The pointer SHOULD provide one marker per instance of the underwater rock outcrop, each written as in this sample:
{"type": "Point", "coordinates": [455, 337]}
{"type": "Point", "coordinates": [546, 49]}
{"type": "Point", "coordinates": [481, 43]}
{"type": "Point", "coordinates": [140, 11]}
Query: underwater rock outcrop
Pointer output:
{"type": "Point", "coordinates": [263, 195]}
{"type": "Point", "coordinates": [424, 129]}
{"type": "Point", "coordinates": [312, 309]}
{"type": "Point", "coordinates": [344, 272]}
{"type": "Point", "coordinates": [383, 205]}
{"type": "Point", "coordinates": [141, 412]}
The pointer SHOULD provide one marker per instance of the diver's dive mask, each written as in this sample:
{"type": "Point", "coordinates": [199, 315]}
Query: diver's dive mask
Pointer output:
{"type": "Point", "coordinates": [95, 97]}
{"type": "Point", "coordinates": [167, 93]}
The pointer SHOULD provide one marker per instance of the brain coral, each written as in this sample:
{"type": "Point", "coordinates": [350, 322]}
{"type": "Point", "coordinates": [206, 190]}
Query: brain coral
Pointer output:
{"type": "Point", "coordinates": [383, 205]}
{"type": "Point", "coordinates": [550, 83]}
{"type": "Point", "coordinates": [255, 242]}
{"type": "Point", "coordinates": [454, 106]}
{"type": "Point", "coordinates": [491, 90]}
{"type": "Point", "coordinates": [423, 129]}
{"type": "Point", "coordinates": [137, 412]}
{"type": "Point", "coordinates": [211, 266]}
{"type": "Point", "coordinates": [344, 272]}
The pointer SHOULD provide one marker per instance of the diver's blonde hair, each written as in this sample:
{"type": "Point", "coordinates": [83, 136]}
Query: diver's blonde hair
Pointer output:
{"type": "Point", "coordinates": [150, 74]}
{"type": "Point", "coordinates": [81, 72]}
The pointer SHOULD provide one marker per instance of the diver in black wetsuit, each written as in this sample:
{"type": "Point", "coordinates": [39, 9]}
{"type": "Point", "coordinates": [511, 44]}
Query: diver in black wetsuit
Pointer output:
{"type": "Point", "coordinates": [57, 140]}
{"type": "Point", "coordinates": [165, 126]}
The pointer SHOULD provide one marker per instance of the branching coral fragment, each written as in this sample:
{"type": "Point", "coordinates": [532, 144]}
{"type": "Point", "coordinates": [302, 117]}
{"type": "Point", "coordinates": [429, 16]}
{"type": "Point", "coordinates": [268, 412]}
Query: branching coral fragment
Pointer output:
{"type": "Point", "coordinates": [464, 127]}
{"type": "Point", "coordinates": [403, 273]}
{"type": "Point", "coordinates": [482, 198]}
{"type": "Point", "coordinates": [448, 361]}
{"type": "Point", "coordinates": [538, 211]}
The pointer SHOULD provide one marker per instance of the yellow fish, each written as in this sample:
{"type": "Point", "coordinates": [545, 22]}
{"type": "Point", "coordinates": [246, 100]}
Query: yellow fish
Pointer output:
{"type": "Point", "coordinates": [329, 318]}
________________________________________
* What is asked:
Write out every entry again, keeping each line exactly the same.

* Response to the exercise:
The pointer SHOULD provide one marker per instance of the underwater rock outcrop, each written as in this sample:
{"type": "Point", "coordinates": [455, 337]}
{"type": "Point", "coordinates": [546, 49]}
{"type": "Point", "coordinates": [481, 43]}
{"type": "Point", "coordinates": [140, 11]}
Query: underwater rock outcrop
Pointer output:
{"type": "Point", "coordinates": [263, 195]}
{"type": "Point", "coordinates": [424, 129]}
{"type": "Point", "coordinates": [312, 309]}
{"type": "Point", "coordinates": [344, 272]}
{"type": "Point", "coordinates": [383, 205]}
{"type": "Point", "coordinates": [141, 412]}
The pointer SHOULD provide one marker per instance of the diver's dive mask, each written as in this sample:
{"type": "Point", "coordinates": [199, 315]}
Query: diver's dive mask
Pointer output:
{"type": "Point", "coordinates": [95, 97]}
{"type": "Point", "coordinates": [167, 93]}
The pointer SHOULD provide one marker per instance of the brain coral, each written as in this sample:
{"type": "Point", "coordinates": [350, 322]}
{"type": "Point", "coordinates": [206, 190]}
Query: brain coral
Pointer output:
{"type": "Point", "coordinates": [383, 205]}
{"type": "Point", "coordinates": [550, 83]}
{"type": "Point", "coordinates": [255, 242]}
{"type": "Point", "coordinates": [454, 106]}
{"type": "Point", "coordinates": [491, 90]}
{"type": "Point", "coordinates": [423, 129]}
{"type": "Point", "coordinates": [137, 412]}
{"type": "Point", "coordinates": [211, 266]}
{"type": "Point", "coordinates": [344, 272]}
The pointer SHOULD provide one marker per instance of the diver's blonde hair, each written as in this sample:
{"type": "Point", "coordinates": [83, 136]}
Query: diver's blonde hair
Pointer output:
{"type": "Point", "coordinates": [150, 74]}
{"type": "Point", "coordinates": [81, 72]}
The pointer SHOULD provide one marker per instance of the diver in black wetsuit, each written as in this sample:
{"type": "Point", "coordinates": [39, 9]}
{"type": "Point", "coordinates": [511, 44]}
Query: diver in black wetsuit
Pointer output:
{"type": "Point", "coordinates": [57, 140]}
{"type": "Point", "coordinates": [165, 126]}
The pointer SHOULD provide one marker per instance of the branching coral fragment, each written as in this sample:
{"type": "Point", "coordinates": [532, 144]}
{"type": "Point", "coordinates": [302, 117]}
{"type": "Point", "coordinates": [429, 16]}
{"type": "Point", "coordinates": [268, 412]}
Query: branching coral fragment
Pointer output:
{"type": "Point", "coordinates": [464, 127]}
{"type": "Point", "coordinates": [403, 273]}
{"type": "Point", "coordinates": [482, 198]}
{"type": "Point", "coordinates": [448, 361]}
{"type": "Point", "coordinates": [538, 211]}
The pointer SHOULD provide one marker per instance of the yellow fish, each written as in this sample:
{"type": "Point", "coordinates": [545, 22]}
{"type": "Point", "coordinates": [246, 100]}
Query: yellow fish
Pointer output:
{"type": "Point", "coordinates": [329, 318]}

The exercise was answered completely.